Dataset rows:
__________________________________________________
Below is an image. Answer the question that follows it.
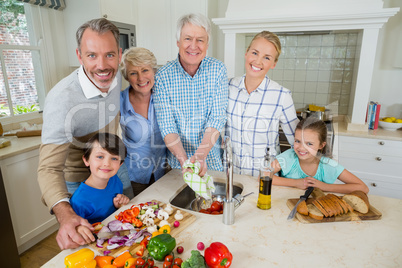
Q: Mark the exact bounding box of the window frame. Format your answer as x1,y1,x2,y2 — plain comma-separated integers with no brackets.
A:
0,3,53,126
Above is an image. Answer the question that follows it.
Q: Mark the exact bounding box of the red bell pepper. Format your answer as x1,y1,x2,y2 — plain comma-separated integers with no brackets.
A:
204,242,233,268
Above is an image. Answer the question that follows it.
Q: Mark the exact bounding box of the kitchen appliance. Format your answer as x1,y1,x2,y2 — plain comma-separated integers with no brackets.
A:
288,186,314,220
112,21,137,52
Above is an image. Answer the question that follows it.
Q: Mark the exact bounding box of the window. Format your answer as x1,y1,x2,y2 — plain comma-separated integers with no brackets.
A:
0,0,44,119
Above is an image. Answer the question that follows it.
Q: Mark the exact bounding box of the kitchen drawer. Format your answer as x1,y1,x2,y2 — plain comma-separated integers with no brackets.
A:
338,151,402,178
339,136,402,158
353,172,402,199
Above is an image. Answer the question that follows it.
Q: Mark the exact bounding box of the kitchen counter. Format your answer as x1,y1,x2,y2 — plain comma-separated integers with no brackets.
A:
0,136,41,160
333,121,402,141
43,170,402,268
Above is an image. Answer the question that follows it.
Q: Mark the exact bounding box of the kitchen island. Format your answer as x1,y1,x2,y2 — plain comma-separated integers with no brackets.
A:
43,170,402,268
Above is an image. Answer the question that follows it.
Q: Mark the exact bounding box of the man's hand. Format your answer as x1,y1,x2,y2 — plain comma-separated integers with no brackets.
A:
190,154,208,177
113,194,130,208
53,202,95,250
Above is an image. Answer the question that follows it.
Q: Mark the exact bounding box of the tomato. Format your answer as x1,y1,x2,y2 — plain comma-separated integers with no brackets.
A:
135,258,145,265
173,258,183,266
162,261,172,268
165,254,173,262
211,201,222,212
147,259,155,267
198,209,211,214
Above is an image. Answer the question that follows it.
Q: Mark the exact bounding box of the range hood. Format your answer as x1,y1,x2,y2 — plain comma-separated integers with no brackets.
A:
212,0,399,131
__________________________________________________
→ **What the task requires**:
Can you arrange all of the material above as a Markdown table with a "Row" column for the line number and a "Line" column for the text, skipping blank lines? Please omit the pictures from your answer.

→ **Written reply**:
| Row | Line |
|---|---|
| 1 | Below is an image. Answer the question that follows it. |
| 2 | Q: Mark the exact bounding box of the window frame. Format your answer as x1,y1,x2,y2 — plain comma-separated integers with no brackets. |
| 3 | A: |
| 4 | 0,3,53,126 |
| 5 | Above is an image. Answer the question that follows it. |
| 6 | Q: Mark the exact bounding box of the red bell pepper. Format your answer as x1,y1,x2,y2 — plain comma-separated integers with no brackets. |
| 7 | A: |
| 8 | 204,242,233,268 |
| 9 | Above is an image. Answer the question that follows it. |
| 10 | Q: Mark the exact bounding box of the kitchen appliance. Format your answer as x1,y1,x2,y2 — plain comma-separated integers with no brackets. |
| 11 | A: |
| 12 | 288,186,314,220 |
| 13 | 112,21,137,52 |
| 14 | Above is an image. Answer the question that follows it. |
| 15 | Q: Mark the exact bounding box of the window. Format your answer as x1,y1,x2,y2 — plain comma-separated integers with no brackets. |
| 16 | A: |
| 17 | 0,0,44,119 |
| 18 | Above is an image. Answer the question that follows it. |
| 19 | Q: Mark the exact bounding box of the kitchen drawer. Format your answer as x1,y1,x2,y2 — plain comma-separated integers with no brackets. |
| 20 | A: |
| 21 | 338,151,402,178 |
| 22 | 339,136,402,158 |
| 23 | 353,172,402,199 |
| 24 | Above is an image. Answer the question that follows it. |
| 25 | Q: Mark the exact bounding box of the kitchen counter. Format your answer as x1,y1,x2,y2 — plain comma-separated integers with no brackets. |
| 26 | A: |
| 27 | 0,136,41,160 |
| 28 | 333,121,402,141 |
| 29 | 43,170,402,268 |
| 30 | Above is an image. Answer the question that follows it. |
| 31 | Q: Mark the exact bounding box of the kitchen island. Format your answer as x1,y1,x2,y2 — plain comma-separated integers with no brackets. |
| 32 | A: |
| 33 | 43,170,402,268 |
| 34 | Above is an image. Answer the question that follows it. |
| 35 | Q: Mark the exact bounding box of the man's hand. Format your answer as x1,y1,x2,y2 — plain comma-separated integers with no brackets. |
| 36 | A: |
| 37 | 190,154,208,177 |
| 38 | 113,194,130,208 |
| 39 | 53,202,95,250 |
| 40 | Above is an image. Answer the question that follows it. |
| 41 | Q: Mark the exact bounding box of the tomato. Format your answer as x1,y1,x2,y2 — plain comma-separated integers with no brackets. |
| 42 | A: |
| 43 | 135,258,145,265 |
| 44 | 173,258,183,266 |
| 45 | 162,261,172,268 |
| 46 | 165,254,173,262 |
| 47 | 211,201,222,212 |
| 48 | 147,259,155,267 |
| 49 | 198,209,211,214 |
| 50 | Above is an image. Answer the question that follows it. |
| 51 | Q: Mark the exact bounding box of the range hood. Format your answer as x1,y1,x2,y2 — plain comma-separated integers with no brackets. |
| 52 | A: |
| 53 | 212,0,399,131 |